Instructions →
(1) In the passage on the stages of drug addiction, swap "recreational" for "occasional" and write out the text starting with "For most people, substance" and going on through "substance abuse disorder.".
(2) According to the passage on the stages of drug addiction, which part of the brain regulates self-control and decision-making?

Drug addiction change the brain and these changes continue for a long period of time even after the person stops taking the drug. Addiction progresses through stages and here is a look at those stages.
Initially, when a person consumes a drug or alcohol. s/he feels euphoria. Majority of American adults consume alcohol in varying degrees. A large number use marijuana.
For most people, substance use stays at experimental or recreational use, without disrupting their lives. But for some people, there is a risk of developing substance abuse disorder.
In some people, repeated drug or alcohol use leads to changed neural connections in the brain. without using the substance, the person becomes unable to function or feel normal.
Without the drug or alcohol, they experience physical and psychological distress or withdrawal symptoms. These withdrawal symptoms can range from discomfort to being potentially fatal.
Withdrawal symptoms can include:
- Severe muscle pains and cramping
- Chills, alternating with excessive sweating
- Confusion and hallucinations
Preoccupation with the Substance
With initial withdrawal, the person realizes that the easiest way to relieve the distress is to use the drug or alcohol. This can soon become a vicious cycle of cravings and drug-seeking behavior.
The prefrontal cortex in the brain regulates self-control and decision-making. Addiction changes this part of the brain, disabling the person’s ability to think rationally, decision making, and resist the urge to consume the drug or alcohol.
So, addiction has nothing to do with lack of will-power, as is commonly believed. It is a disease involving changes in the brain and if left untreated, substance abuse disorders turn chronic, progressive, and eventually fatal.
Fortunately, there is hope with the right substance abuse treatment. With help and time, the person can recover completely and a return to a productive, drug-free life.

Extracted information →
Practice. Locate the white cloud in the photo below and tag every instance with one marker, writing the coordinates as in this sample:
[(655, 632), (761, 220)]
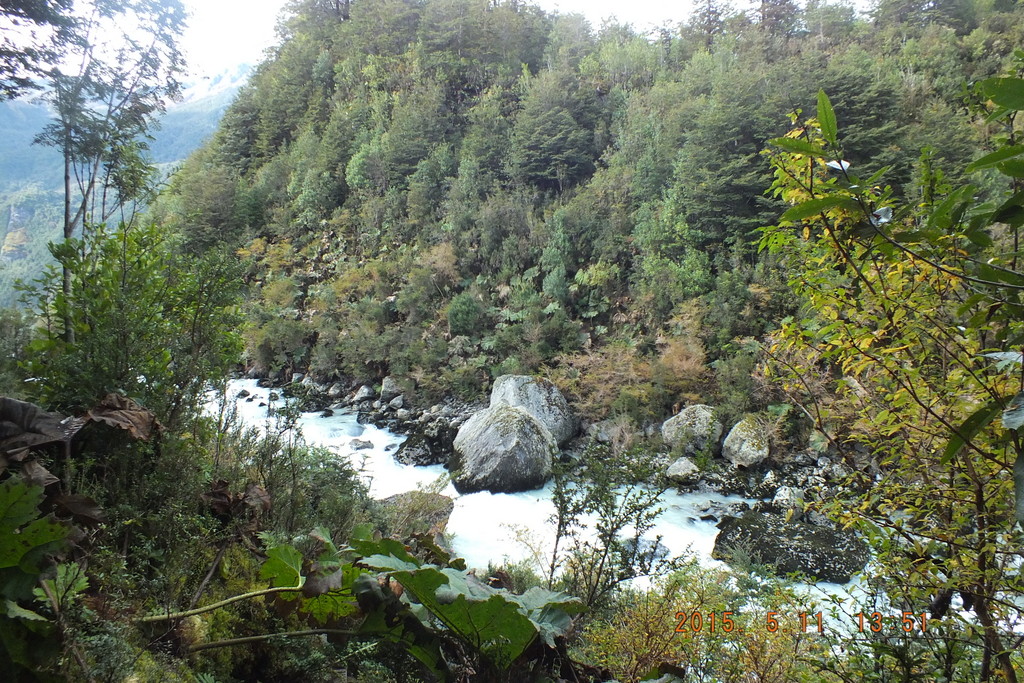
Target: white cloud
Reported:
[(226, 33)]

Response list →
(1)
For most people, substance use stays at experimental or occasional use, without disrupting their lives. But for some people, there is a risk of developing substance abuse disorder.

(2) The prefrontal cortex